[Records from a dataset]
....................
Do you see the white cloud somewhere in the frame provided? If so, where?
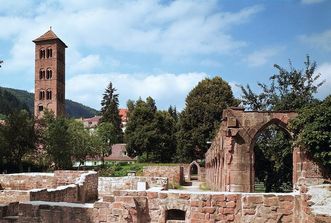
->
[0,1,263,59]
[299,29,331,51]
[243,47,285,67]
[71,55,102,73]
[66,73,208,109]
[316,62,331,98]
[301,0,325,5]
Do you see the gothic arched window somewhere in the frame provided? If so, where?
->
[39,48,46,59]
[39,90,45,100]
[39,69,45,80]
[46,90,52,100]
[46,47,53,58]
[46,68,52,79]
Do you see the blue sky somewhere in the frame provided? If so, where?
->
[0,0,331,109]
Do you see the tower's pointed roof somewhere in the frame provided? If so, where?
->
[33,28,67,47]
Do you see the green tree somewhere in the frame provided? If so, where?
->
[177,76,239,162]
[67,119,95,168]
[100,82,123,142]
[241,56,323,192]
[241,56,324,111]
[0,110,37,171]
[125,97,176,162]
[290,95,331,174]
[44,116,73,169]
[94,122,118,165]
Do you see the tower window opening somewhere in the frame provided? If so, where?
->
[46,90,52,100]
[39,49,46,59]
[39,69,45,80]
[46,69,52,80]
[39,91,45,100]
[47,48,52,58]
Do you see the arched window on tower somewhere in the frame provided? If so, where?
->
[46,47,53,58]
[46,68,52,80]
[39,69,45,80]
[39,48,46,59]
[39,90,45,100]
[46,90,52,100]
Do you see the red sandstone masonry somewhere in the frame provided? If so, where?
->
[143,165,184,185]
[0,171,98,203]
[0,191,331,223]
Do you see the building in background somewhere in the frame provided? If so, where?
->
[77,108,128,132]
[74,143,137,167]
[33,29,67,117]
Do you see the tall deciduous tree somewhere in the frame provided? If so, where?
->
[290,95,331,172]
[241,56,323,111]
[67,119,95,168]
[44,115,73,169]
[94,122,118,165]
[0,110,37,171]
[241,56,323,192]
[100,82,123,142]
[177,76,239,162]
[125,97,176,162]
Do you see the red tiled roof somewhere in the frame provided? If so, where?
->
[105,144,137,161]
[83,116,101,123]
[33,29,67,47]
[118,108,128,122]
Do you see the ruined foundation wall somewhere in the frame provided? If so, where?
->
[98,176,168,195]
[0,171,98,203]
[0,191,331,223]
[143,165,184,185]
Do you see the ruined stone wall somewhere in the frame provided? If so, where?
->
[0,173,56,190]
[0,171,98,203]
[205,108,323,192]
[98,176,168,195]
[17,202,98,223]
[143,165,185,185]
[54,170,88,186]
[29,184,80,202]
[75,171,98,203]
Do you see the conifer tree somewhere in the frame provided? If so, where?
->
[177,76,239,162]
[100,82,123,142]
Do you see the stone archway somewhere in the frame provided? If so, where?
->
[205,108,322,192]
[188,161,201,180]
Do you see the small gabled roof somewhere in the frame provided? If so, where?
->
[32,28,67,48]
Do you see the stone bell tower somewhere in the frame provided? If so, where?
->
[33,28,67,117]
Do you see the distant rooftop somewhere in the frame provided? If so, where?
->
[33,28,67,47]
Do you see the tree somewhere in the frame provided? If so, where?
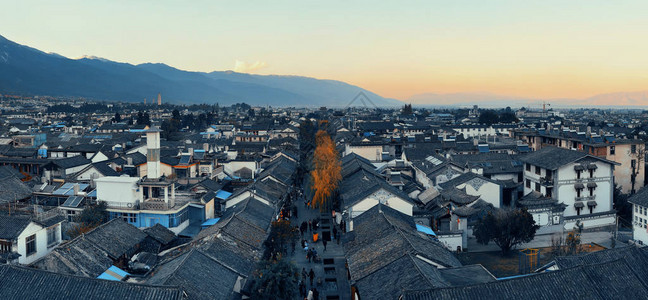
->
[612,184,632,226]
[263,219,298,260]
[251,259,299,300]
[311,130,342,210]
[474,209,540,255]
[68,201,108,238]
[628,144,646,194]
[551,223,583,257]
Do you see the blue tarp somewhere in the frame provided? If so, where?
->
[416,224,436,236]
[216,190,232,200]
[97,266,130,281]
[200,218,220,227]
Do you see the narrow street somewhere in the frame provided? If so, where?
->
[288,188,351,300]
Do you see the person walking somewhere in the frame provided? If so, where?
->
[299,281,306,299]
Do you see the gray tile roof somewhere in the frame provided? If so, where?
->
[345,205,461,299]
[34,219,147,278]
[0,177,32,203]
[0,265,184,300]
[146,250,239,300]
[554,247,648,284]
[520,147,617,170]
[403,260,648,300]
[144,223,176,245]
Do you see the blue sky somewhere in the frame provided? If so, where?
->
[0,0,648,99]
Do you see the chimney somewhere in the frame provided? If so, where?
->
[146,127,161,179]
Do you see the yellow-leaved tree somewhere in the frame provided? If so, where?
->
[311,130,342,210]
....................
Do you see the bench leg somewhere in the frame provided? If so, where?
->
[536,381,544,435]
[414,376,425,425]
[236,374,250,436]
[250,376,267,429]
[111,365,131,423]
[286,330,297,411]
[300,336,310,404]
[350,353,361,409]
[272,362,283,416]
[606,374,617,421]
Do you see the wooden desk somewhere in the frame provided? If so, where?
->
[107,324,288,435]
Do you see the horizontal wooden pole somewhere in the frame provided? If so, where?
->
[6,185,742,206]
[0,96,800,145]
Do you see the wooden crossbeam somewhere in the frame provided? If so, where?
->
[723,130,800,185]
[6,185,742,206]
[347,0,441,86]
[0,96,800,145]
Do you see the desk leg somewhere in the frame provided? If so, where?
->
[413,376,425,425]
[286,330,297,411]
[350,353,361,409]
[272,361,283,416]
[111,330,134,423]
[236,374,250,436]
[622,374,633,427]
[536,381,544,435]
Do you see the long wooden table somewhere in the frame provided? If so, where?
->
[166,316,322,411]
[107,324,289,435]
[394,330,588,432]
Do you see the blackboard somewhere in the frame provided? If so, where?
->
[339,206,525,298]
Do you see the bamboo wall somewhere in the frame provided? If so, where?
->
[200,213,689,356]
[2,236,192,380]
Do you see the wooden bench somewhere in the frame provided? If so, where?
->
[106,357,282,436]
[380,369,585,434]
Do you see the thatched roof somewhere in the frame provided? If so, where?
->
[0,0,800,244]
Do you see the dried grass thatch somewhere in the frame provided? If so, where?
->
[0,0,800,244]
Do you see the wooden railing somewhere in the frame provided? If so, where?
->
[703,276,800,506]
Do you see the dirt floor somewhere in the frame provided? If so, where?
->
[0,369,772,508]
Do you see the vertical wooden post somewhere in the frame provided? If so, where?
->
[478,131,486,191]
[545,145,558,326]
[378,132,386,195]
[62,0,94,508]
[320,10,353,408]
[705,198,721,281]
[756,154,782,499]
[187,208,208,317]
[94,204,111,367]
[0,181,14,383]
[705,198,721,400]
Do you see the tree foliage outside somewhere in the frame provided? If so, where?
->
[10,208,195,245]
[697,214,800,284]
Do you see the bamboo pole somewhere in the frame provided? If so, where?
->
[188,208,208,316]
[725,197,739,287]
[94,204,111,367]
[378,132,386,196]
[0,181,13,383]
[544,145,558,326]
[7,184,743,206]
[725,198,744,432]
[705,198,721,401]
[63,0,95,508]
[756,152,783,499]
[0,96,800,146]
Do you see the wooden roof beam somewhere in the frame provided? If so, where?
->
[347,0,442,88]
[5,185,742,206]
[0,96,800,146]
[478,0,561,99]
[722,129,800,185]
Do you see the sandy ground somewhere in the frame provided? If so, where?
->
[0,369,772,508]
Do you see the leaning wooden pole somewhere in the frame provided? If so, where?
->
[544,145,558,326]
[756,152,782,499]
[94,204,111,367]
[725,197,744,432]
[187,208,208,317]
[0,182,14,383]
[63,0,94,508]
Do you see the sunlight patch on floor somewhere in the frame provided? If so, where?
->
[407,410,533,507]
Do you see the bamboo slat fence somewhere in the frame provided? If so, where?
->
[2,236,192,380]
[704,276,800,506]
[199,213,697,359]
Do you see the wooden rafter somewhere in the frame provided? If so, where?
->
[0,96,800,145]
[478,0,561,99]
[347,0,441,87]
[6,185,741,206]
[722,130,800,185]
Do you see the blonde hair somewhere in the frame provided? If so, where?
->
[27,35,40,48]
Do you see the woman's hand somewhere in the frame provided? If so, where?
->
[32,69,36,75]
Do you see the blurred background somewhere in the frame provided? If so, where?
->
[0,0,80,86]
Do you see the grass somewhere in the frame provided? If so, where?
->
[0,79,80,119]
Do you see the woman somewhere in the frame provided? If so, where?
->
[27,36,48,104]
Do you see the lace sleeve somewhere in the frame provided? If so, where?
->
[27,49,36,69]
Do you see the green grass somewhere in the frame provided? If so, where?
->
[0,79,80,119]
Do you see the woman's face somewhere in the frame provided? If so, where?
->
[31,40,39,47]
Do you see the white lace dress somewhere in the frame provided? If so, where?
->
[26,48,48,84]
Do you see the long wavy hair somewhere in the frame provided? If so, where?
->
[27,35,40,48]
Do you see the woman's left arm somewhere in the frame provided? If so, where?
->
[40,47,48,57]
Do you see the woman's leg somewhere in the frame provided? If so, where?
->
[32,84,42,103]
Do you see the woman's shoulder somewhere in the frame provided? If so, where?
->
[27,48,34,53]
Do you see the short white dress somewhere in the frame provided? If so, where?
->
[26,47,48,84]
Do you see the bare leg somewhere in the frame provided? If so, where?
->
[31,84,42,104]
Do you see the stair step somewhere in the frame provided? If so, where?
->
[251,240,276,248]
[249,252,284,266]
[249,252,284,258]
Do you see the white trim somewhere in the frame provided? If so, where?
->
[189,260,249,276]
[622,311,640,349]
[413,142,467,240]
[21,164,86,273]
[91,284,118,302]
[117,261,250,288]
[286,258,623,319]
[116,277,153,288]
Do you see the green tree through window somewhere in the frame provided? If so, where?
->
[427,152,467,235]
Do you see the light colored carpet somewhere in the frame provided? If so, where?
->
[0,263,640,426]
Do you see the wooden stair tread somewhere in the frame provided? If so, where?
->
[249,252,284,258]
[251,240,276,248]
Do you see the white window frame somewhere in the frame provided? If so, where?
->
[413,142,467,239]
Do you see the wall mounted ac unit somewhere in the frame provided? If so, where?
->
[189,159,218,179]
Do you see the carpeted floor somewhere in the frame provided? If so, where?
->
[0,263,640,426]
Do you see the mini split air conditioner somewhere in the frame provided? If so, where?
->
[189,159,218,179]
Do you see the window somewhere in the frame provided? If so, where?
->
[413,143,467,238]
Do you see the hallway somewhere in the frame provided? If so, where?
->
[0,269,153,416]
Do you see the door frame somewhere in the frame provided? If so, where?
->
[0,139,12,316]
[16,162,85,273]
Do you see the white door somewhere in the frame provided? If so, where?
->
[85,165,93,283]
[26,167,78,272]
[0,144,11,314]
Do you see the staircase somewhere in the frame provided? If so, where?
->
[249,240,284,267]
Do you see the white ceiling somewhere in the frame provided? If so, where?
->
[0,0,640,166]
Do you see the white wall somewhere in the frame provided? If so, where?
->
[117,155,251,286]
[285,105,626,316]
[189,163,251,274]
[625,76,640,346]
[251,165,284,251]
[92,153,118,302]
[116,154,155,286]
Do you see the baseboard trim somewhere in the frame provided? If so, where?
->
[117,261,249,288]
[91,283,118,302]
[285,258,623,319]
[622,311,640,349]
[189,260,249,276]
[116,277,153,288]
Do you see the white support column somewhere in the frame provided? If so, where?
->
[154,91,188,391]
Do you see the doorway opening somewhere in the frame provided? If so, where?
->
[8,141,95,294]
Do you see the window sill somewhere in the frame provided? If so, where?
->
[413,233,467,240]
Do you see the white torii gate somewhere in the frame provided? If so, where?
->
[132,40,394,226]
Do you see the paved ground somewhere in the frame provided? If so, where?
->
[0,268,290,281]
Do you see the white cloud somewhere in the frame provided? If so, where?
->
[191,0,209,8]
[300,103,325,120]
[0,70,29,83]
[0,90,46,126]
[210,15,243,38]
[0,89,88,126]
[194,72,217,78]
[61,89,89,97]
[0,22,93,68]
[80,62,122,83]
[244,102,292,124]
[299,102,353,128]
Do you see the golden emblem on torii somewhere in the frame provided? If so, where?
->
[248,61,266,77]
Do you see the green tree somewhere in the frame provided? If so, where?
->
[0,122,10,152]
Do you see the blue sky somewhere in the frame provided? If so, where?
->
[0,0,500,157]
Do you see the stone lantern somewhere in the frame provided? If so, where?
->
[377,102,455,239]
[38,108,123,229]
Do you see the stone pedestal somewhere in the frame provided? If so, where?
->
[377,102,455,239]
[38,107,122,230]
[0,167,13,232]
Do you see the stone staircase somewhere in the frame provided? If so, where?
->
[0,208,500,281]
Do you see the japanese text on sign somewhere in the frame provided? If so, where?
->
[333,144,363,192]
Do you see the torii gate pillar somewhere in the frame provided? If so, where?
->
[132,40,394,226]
....................
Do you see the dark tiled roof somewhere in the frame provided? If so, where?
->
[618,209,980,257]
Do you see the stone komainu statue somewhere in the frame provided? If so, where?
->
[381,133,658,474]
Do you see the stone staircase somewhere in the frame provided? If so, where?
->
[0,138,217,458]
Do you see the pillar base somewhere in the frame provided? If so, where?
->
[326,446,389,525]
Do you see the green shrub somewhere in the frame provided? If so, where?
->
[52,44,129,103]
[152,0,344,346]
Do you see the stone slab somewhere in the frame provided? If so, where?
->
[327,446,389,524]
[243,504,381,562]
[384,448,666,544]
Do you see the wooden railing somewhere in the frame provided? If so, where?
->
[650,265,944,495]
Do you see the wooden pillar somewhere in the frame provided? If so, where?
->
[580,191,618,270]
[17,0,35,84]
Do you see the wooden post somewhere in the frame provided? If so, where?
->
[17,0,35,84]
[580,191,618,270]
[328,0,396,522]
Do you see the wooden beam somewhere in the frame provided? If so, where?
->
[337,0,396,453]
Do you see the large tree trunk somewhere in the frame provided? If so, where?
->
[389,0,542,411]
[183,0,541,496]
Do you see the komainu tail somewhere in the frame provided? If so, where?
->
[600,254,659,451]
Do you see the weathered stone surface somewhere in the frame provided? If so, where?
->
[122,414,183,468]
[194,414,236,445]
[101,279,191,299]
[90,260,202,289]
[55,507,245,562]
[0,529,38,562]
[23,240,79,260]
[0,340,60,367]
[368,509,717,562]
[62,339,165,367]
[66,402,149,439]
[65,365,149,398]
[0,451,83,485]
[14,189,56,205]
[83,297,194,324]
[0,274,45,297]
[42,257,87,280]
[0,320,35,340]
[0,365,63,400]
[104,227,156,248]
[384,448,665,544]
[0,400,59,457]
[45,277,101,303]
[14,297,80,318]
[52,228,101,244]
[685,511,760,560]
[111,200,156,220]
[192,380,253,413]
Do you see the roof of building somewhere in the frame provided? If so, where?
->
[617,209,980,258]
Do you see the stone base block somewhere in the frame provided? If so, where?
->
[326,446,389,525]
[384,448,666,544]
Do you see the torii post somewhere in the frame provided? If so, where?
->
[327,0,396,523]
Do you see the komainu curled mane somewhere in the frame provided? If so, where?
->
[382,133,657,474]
....................
### Work instructions
Arrange the lines of the entries from the line with "Do you see the woman's left" to the line with "[26,47,48,84]" as a JSON list of strings, one per line, leaving out blank lines.

### Exercise output
[
  "Do you see the woman's left arm somewhere in the frame provided? If so, where?",
  "->",
  "[40,47,48,57]",
  "Do you see the woman's leg somewhere in the frame provided? If so, where?",
  "->",
  "[32,84,42,103]",
  "Do you see the woman's shoulder somewhere in the frame provided? If so, where?",
  "->",
  "[27,48,34,53]",
  "Do you see the short white dress somewhere in the frame provided? If so, where?",
  "->",
  "[26,47,48,84]"
]